-- begin Provided text --

Isn't it obvious from the error message:

time series has no or less than 2 periods

? R's not telling you your data aren't periodic, just that the data you passed it have no indication that they are periodic.

Your time series x doesn't have an periodicity from the point of view of R. It looks like you forgot to tell, or made an error in telling, ts() what the periodicity is. As you don't show how x was created, there isn't much we can do except tell you to go back and create x so that it does have >=2 periods.

The point here is that on it's own, R can't deduce what the frequency of observation is per unit time. You have to tell ts() that information. You can do this in a number of ways:

frequency: the number of observations per unit of time.

deltat: the fraction of the sampling period between successive observations; e.g., 1/12 for monthly data. Only one of frequency or deltat should be provided.

If you don't provide one of these, ts() uses the defaults frequency = 1, deltat = 1 which would indicate a time series of one observation per unit time (one per year for example).

stl() requires a "ts" classed object - if you don't provide one, it will coerce the input data to a "ts" object via as.ts(). This function will use the defaults which I describe above.

What I think has happened here is that you didn't realise that stl() requires a "ts" class object nor that it created an inappropriate one for your data when you just supplied the vector of observations.

The solution would be to explicitly create the "ts" classed object via ts() and specify one of frequency or deltat.

-- end Provided text --
-- begin Dataset extract --

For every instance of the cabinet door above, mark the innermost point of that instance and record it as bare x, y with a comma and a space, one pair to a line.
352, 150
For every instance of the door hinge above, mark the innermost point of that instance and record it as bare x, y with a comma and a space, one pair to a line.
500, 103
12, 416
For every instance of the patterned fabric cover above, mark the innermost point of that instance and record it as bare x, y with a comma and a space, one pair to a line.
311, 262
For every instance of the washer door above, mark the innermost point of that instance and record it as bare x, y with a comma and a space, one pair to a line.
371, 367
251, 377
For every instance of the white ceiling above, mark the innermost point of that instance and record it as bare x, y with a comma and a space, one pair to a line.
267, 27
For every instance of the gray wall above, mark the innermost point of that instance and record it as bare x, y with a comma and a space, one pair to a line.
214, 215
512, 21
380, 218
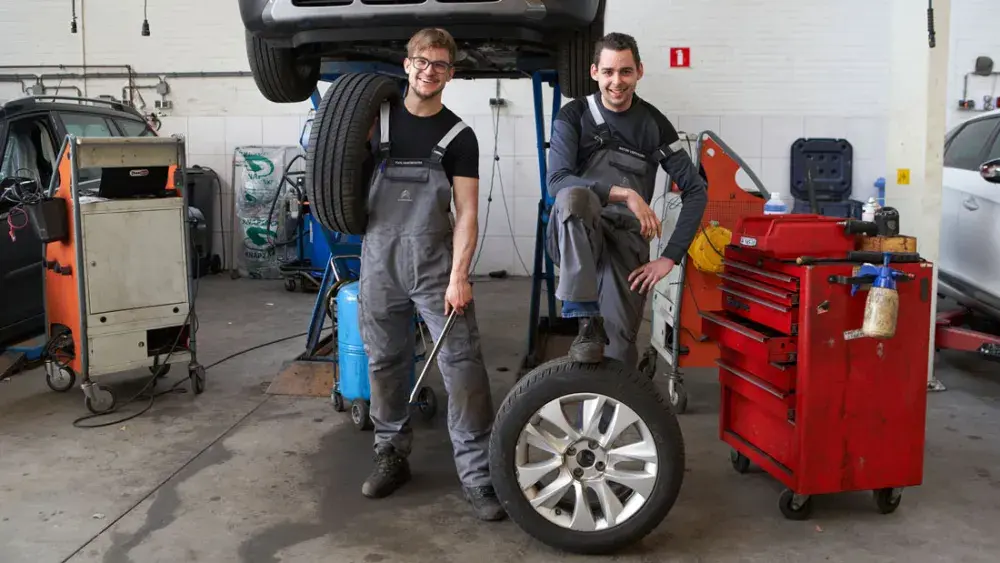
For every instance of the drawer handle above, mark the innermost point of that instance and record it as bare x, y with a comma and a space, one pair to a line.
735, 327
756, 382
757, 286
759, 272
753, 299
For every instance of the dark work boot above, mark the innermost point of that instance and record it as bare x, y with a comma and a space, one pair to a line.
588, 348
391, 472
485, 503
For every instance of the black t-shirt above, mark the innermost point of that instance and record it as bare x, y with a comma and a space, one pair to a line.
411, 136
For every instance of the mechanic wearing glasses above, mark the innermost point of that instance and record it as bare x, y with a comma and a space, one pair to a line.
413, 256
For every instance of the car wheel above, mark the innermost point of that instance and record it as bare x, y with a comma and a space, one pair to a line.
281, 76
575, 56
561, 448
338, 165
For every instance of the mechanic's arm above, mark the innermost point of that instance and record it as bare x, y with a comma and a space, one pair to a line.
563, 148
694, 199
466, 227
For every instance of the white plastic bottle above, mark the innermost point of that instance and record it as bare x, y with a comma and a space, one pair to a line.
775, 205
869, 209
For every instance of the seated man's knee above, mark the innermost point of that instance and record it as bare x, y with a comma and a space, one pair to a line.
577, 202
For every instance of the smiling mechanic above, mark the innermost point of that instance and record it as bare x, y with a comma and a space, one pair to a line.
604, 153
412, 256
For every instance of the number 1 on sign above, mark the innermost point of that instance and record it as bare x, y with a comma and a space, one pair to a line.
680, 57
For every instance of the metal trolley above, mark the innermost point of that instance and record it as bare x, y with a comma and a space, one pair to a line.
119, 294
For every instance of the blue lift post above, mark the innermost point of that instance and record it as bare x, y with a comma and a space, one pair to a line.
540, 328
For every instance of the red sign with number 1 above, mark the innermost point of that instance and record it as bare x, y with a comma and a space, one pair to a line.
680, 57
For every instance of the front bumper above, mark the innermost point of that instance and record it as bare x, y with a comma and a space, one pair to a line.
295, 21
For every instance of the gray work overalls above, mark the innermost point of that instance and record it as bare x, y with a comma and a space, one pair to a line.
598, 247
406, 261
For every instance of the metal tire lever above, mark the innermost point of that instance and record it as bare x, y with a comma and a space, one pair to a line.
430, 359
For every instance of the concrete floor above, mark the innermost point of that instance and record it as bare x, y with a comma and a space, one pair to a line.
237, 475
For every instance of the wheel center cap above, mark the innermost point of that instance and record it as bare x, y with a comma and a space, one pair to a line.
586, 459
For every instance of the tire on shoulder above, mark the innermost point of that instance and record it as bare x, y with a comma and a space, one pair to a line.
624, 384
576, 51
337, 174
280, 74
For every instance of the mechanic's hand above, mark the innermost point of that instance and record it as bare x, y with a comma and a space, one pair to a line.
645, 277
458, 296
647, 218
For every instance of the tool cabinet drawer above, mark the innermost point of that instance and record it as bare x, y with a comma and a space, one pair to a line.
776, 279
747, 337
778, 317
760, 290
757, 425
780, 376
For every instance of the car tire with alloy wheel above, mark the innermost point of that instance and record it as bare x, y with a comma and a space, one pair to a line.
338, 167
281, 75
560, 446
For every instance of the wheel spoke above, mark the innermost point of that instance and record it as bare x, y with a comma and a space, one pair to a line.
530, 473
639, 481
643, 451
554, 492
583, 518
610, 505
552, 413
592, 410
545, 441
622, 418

-- end Dataset extract --
-- begin Dataset extract --

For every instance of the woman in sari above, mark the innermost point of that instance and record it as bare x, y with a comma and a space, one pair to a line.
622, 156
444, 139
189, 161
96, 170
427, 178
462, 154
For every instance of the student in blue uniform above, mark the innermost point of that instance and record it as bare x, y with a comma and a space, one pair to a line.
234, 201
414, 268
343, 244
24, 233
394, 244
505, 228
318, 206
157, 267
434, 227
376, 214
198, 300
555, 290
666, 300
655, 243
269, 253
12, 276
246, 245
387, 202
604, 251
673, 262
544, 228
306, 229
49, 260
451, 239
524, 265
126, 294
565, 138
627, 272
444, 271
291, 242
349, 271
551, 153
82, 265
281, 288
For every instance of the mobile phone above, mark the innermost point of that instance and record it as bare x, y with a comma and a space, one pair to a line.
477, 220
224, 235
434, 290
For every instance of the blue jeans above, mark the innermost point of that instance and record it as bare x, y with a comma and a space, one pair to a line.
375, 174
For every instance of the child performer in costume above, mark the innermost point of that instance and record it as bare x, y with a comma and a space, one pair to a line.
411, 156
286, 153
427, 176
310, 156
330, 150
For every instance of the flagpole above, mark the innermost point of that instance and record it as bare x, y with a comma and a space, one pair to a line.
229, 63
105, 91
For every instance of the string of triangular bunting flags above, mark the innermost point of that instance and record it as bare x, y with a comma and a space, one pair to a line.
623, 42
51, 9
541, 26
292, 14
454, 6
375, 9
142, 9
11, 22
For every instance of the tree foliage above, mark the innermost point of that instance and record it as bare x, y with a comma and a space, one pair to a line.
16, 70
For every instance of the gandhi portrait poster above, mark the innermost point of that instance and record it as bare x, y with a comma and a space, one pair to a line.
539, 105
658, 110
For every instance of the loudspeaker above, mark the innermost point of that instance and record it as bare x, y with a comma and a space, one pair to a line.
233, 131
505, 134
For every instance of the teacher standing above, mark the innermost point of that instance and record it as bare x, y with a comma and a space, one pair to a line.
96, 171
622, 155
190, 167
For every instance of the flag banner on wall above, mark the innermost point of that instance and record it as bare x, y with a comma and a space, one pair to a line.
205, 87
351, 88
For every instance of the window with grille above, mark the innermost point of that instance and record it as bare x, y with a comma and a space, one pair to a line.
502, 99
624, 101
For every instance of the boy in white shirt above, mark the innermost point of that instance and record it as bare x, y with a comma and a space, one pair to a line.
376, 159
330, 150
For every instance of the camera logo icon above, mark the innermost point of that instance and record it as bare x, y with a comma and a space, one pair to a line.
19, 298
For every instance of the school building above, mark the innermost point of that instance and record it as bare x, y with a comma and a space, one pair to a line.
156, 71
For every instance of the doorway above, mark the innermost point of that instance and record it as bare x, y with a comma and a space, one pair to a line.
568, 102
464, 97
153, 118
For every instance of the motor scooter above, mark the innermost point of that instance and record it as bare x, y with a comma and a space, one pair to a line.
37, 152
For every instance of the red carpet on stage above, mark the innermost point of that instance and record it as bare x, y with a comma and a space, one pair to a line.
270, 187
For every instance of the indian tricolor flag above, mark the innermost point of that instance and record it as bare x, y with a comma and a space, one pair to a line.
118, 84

-- end Dataset extract --
-- begin Dataset extract --

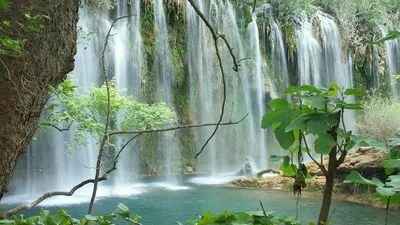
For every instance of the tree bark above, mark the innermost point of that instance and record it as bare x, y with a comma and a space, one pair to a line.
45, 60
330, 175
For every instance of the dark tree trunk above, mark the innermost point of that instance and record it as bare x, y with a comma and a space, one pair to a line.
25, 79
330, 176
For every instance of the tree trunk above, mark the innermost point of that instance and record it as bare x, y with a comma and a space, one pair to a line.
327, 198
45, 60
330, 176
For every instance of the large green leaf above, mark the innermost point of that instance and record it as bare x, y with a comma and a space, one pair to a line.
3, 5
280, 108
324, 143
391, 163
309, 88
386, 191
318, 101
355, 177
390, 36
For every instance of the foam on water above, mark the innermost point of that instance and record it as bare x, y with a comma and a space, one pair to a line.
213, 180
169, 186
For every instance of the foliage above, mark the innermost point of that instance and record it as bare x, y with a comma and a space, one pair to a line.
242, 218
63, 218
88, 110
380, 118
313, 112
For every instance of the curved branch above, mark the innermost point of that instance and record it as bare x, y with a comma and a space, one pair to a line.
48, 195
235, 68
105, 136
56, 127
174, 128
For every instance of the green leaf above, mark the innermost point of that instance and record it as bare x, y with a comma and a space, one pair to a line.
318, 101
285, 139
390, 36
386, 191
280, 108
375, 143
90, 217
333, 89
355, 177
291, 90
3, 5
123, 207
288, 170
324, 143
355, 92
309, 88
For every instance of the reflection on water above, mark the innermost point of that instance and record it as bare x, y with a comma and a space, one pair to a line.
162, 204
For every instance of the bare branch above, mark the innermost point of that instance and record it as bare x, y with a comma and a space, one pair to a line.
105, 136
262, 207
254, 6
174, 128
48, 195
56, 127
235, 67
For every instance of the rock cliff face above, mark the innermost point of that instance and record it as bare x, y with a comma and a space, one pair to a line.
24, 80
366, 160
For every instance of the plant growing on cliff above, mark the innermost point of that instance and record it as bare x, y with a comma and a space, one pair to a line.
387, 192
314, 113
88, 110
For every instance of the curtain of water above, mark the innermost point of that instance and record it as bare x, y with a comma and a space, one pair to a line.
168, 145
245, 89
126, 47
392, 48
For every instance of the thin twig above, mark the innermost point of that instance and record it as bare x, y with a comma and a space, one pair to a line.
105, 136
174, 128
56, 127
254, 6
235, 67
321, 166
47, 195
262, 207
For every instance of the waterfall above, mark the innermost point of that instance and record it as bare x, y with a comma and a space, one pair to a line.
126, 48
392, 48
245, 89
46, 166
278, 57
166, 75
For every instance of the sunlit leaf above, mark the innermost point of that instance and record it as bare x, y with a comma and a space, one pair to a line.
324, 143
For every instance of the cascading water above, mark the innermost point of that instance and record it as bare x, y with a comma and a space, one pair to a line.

-- end Dataset extract --

=== Task brief ===
Reproduce the explanation of the R periodicity error in full, word for word. The material presented above originates from a separate source.

=== In response ===
Isn't it obvious from the error message:

time series has no or less than 2 periods

? R's not telling you your data aren't periodic, just that the data you passed it have no indication that they are periodic.

Your time series x doesn't have an periodicity from the point of view of R. It looks like you forgot to tell, or made an error in telling, ts() what the periodicity is. As you don't show how x was created, there isn't much we can do except tell you to go back and create x so that it does have >=2 periods.

The point here is that on it's own, R can't deduce what the frequency of observation is per unit time. You have to tell ts() that information. You can do this in a number of ways:

frequency: the number of observations per unit of time.

deltat: the fraction of the sampling period between successive observations; e.g., 1/12 for monthly data. Only one of frequency or deltat should be provided.

If you don't provide one of these, ts() uses the defaults frequency = 1, deltat = 1 which would indicate a time series of one observation per unit time (one per year for example).

stl() requires a "ts" classed object - if you don't provide one, it will coerce the input data to a "ts" object via as.ts(). This function will use the defaults which I describe above.

What I think has happened here is that you didn't realise that stl() requires a "ts" class object nor that it created an inappropriate one for your data when you just supplied the vector of observations.

The solution would be to explicitly create the "ts" classed object via ts() and specify one of frequency or deltat.